-- Start of Passage shown --

Construction Paper

Imagine you are assigned the task of building a skyscraper in Chicago. Your task, should you choose to accept it, would be to make the major decisions for the project by keeping in touch with the architects and major contractors. The catch? The year is 1929 and you are located in Dubuque, Iowa, some 175 miles from Chicago. You will also have very limited access to the telephone. I sure hope you know how to use a typewriter!

The story of how Mundelein College was constructed unfolds in the letters and telegrams housed in the Mundelein College Collection located at the Women and Leadership Archives. The Sisters of Charity of the Blessed Virgin Mary (BVM) kept the letters they received and carbon copies of the letters they sent. In-between the letters are lists of the cost of building materials, contract bids, budget reports, and general plans for the college. A majority of the letters are between Nairne Fisher, architect, and Sister Mary Realmo and Reverend Mother Isabella, head of the Order of the BVM.

An example of a copy of a letter sent by Mother Isabella.

An example of a copy of a letter sent by Mother Isabella.

Example of Nairne Fisher answering a question posed to him in a prior letter and an example of suggestions for substitutes in building materials

Example of Nairne Fisher answering a question posed to him in a prior letter and an example of suggestions for substitutes in building materials

Many of the letters are fascinating because the content of the letters can be as short as a text message or a quick email today, but others are several pages long and include additional materials related to construction. Phone calls appear rare and some letters are in response to a message left after a missed phone call. In person visits were few and far between. Without the use of today’s technology, communicating decisions about Mundelein College through letters was very important. A simple question may have taken days to get an answer. Another thing to keep in mind is that construction of Mundelein College happened during the Great Depression after the stock market crash of October 1929.

-- End of Passage shown --
-- Start of Records supplied --

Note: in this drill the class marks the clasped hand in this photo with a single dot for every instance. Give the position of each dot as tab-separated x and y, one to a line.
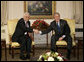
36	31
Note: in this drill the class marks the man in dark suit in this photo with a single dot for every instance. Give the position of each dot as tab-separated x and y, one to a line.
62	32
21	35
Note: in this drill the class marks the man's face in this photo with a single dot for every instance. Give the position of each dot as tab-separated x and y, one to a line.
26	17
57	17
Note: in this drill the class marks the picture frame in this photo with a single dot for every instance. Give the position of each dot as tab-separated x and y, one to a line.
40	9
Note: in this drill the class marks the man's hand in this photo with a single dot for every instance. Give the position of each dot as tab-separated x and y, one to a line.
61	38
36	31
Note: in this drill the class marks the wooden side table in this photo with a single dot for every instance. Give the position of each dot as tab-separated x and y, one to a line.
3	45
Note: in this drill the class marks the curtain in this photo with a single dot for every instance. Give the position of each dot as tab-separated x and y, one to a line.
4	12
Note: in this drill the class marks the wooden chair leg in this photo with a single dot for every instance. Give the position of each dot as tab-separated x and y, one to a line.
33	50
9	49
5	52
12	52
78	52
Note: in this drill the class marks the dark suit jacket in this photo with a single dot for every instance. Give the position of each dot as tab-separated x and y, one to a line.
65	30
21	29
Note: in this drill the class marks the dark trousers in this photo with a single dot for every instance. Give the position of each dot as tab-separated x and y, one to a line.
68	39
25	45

-- End of Records supplied --
-- Start of Records supplied --

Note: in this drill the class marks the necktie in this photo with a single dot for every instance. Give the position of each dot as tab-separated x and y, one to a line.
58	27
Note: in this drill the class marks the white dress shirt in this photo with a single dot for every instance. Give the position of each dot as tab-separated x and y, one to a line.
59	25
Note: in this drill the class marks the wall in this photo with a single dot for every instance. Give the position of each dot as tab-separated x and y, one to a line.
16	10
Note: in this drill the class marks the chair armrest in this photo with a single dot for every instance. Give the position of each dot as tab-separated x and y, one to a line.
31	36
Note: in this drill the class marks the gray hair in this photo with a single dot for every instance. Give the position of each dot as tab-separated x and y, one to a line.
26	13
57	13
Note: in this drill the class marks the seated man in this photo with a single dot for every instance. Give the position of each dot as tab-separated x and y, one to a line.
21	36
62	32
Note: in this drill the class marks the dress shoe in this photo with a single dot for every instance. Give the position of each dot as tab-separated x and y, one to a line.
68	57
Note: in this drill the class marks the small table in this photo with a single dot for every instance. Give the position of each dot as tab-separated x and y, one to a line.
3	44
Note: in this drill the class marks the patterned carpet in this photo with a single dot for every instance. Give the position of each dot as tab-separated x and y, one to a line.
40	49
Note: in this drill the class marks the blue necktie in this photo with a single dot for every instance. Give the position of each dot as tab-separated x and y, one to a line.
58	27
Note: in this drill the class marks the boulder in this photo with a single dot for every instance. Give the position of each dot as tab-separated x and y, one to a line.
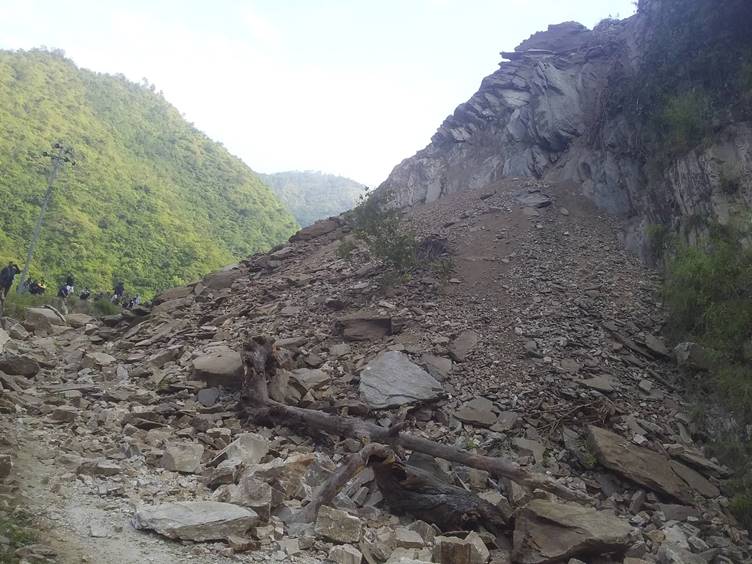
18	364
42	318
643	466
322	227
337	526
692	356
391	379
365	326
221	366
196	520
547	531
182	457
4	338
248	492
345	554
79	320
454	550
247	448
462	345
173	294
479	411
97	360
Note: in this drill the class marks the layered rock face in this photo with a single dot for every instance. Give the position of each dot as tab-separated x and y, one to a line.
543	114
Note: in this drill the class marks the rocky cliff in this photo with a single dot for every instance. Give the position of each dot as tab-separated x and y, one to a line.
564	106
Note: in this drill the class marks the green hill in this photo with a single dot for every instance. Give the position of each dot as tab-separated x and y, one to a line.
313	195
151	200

-- End of Records supplied --

Tasks and exercises:
1: Duplicate the part of the passage on building Mundelein College that opens with the words containing "Many of the" and closes with "of October 1929.".
2: Please find each line in the listing that includes the string "necktie" and copy those lines.

Results for each task:
1:
Many of the letters are fascinating because the content of the letters can be as short as a text message or a quick email today, but others are several pages long and include additional materials related to construction. Phone calls appear rare and some letters are in response to a message left after a missed phone call. In person visits were few and far between. Without the use of today’s technology, communicating decisions about Mundelein College through letters was very important. A simple question may have taken days to get an answer. Another thing to keep in mind is that construction of Mundelein College happened during the Great Depression after the stock market crash of October 1929.

2:
Note: in this drill the class marks the necktie in this photo with a single dot for every instance. Give the position of each dot as tab-separated x and y, one to a line.
Note: in this drill the class marks the blue necktie in this photo with a single dot for every instance. Give the position of each dot as tab-separated x and y, one to a line.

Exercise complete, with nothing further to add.